Reproduce word for word the lines of the material below, from the line containing "Check that each instance of the collar" through the last line of the material.

START Records shown

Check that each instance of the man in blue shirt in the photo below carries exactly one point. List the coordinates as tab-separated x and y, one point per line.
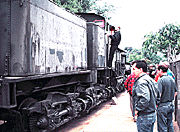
167	91
144	97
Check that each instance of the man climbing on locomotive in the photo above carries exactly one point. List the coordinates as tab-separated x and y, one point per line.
115	41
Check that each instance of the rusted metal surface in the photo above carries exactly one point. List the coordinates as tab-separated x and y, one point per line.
36	40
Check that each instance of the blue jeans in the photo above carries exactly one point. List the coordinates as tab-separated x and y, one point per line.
145	123
164	117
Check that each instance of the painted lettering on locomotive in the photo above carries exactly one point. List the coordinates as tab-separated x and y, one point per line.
53	65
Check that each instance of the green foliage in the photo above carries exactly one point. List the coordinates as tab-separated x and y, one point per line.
104	10
166	41
85	6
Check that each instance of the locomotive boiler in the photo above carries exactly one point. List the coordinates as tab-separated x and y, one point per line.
53	65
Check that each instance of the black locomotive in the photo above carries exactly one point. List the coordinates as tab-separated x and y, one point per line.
53	65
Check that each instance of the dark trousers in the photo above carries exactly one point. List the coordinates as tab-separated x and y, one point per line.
111	54
164	117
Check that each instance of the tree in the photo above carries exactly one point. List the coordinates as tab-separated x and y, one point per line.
161	44
85	6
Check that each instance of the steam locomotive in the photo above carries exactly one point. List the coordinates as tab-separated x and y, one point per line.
53	65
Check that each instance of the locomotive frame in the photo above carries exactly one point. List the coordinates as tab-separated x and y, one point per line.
43	85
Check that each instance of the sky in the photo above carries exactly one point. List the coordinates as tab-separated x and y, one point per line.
140	17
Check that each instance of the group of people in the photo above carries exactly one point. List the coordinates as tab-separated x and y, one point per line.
150	99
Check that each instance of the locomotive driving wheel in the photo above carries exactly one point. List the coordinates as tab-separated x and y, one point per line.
38	123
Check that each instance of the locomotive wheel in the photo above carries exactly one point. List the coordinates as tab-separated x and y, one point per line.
38	123
27	103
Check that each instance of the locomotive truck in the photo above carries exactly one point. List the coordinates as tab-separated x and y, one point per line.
53	65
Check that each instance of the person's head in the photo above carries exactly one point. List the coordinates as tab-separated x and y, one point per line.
152	67
139	67
164	63
162	69
112	28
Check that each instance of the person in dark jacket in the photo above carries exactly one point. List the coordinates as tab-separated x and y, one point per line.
167	91
115	41
144	97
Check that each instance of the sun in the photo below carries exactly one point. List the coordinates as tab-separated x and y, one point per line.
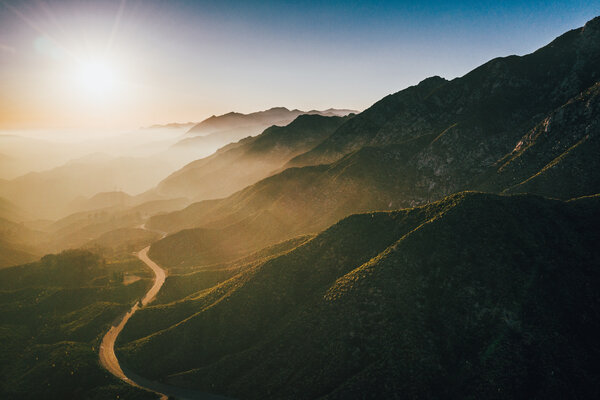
96	78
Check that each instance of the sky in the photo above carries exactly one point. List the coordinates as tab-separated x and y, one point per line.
123	64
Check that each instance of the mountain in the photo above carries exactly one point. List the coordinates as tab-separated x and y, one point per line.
218	131
256	121
478	117
51	193
423	143
474	296
243	163
557	158
19	244
103	200
11	211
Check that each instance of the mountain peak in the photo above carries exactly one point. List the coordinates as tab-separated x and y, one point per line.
593	23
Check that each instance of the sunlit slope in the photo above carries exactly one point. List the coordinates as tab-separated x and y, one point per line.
479	116
518	131
240	164
477	296
559	157
53	314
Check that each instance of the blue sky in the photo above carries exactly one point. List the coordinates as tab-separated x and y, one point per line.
186	60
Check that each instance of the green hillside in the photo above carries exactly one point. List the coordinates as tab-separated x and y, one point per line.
475	296
482	131
240	164
53	314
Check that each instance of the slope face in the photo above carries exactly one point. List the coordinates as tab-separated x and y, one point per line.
264	119
473	126
53	314
559	157
241	164
475	296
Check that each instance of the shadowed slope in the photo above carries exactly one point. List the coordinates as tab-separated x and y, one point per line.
476	296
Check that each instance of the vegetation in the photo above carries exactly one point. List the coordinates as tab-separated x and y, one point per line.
52	317
475	296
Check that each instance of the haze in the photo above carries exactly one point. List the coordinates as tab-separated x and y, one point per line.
118	65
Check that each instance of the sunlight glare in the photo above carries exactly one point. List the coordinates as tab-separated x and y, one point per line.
96	78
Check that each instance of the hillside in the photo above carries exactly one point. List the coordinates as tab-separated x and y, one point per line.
475	296
53	314
56	192
558	158
19	244
257	120
243	163
416	146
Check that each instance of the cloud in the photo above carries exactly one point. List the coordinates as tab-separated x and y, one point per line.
7	49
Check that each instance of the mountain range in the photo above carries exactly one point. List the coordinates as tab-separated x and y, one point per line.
423	143
439	244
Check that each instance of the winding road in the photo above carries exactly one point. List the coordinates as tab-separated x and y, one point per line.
109	360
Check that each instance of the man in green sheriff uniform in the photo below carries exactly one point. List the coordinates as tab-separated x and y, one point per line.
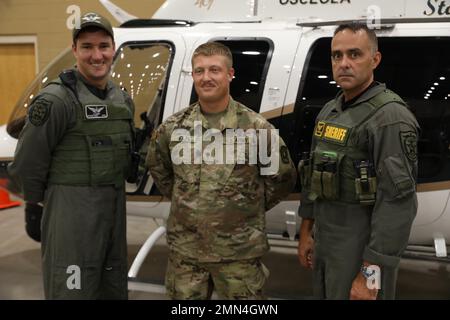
360	178
73	157
216	227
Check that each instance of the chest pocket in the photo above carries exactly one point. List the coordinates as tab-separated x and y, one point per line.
325	175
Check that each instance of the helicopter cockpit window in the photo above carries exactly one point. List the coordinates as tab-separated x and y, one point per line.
251	60
141	69
418	69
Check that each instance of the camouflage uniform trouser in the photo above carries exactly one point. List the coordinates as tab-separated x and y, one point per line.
241	279
84	249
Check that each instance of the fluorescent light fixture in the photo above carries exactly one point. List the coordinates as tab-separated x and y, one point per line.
251	53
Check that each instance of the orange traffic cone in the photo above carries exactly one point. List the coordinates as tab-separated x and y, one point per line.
5	201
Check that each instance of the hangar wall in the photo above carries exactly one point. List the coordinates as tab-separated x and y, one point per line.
46	20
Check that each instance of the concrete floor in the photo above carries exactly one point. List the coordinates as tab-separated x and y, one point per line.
20	269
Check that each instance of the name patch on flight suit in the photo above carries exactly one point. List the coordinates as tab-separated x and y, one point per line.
331	132
96	111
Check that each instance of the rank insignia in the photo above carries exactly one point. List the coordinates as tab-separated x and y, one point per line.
409	144
39	112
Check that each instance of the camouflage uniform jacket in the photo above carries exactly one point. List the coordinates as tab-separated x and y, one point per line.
218	210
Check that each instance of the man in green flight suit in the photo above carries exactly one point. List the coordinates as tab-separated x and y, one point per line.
219	189
359	179
73	157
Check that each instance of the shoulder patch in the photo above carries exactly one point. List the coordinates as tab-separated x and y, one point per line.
39	111
284	154
96	111
409	144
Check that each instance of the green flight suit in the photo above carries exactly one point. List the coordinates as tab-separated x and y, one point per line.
218	210
73	156
379	129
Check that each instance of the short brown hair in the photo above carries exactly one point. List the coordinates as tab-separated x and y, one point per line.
214	48
356	26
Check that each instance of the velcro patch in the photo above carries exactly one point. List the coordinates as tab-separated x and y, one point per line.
409	144
93	111
284	154
319	129
39	111
331	132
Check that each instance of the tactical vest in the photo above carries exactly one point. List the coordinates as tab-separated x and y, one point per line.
339	169
96	150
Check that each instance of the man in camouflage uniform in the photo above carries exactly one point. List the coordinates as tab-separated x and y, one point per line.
73	157
216	226
359	180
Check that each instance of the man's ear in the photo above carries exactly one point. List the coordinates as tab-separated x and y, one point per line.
376	60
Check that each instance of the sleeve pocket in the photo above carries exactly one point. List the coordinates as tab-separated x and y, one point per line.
399	176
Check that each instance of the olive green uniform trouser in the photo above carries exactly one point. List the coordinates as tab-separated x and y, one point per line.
341	234
84	250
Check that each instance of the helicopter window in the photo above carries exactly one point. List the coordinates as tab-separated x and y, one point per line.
140	69
251	60
418	69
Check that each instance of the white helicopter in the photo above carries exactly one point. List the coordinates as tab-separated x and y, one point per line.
282	59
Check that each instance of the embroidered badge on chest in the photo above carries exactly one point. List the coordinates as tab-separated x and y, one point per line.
332	133
95	111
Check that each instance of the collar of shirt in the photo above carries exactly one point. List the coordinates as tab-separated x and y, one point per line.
99	93
229	119
371	91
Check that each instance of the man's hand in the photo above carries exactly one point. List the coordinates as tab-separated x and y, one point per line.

END Records shown

- [Full output]
Check that each instance of the collar of shirt in the photo above carries exactly one point. List the coordinates as tab-separated x and y, one point per line.
99	93
229	119
371	91
Check that each instance of the man's hand in the photo above carries exactly one point. List the coordinates as tab-separated x and y, one point per line.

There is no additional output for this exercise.